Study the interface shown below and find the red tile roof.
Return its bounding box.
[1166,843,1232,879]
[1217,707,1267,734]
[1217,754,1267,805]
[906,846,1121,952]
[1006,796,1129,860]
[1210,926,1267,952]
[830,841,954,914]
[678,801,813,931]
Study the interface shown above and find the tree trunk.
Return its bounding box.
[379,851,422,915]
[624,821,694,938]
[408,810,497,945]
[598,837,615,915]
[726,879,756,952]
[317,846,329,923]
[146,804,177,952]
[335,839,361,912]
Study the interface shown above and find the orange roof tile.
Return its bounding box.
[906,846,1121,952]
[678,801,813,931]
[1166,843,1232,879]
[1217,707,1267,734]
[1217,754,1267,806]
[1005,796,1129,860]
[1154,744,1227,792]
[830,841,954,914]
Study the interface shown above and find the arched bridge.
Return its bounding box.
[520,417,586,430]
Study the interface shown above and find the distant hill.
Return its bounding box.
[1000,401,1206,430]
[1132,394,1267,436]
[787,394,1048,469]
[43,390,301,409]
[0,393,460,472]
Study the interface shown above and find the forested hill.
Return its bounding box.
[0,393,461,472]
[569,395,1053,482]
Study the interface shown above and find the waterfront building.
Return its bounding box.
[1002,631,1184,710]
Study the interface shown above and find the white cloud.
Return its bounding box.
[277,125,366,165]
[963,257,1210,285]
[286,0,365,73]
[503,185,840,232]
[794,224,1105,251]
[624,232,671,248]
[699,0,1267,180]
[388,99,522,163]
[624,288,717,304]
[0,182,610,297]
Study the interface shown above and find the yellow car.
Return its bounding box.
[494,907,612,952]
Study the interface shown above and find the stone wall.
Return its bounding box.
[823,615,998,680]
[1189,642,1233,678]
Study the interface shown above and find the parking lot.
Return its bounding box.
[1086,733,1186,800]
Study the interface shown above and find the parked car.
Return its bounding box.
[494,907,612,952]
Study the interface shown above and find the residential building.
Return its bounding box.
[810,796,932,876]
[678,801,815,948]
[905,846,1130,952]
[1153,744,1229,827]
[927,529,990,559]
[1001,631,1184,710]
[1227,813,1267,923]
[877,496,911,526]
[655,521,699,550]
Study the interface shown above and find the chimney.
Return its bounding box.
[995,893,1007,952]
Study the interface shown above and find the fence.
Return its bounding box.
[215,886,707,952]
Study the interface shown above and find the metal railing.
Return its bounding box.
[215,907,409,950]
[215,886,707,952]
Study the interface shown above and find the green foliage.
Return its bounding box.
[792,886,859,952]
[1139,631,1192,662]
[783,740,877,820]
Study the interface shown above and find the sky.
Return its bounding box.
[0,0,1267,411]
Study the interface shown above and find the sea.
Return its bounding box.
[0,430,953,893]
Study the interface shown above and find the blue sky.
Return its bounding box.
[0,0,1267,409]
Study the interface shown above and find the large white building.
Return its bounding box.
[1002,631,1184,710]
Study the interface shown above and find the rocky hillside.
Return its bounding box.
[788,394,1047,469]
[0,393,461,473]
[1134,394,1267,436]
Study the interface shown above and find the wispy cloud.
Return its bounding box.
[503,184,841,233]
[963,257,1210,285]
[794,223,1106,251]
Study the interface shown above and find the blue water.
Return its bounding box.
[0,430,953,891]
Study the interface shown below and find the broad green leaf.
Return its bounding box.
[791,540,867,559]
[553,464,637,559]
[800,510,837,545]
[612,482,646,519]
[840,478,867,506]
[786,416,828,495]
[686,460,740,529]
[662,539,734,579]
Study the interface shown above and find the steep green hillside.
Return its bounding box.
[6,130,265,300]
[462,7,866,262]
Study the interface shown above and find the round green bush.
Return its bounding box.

=====

Return the lines of the records above word for word, beginning at the line that contains "Study the interface shown above and find the fence." and stopping after the line that contains "[0,0,1267,411]".

| Solution to the exercise |
Study the interface shown above and find the fence.
Return its bounding box.
[215,886,707,952]
Study the interface shown above and find the metal railing.
Return its bounding box.
[215,907,409,950]
[215,886,707,952]
Study the interface shown above and find the green foliage.
Return its bounding box.
[792,886,859,952]
[1139,631,1192,662]
[783,740,877,820]
Study the interface shown above and find the sky.
Return its bounding box.
[0,0,1267,411]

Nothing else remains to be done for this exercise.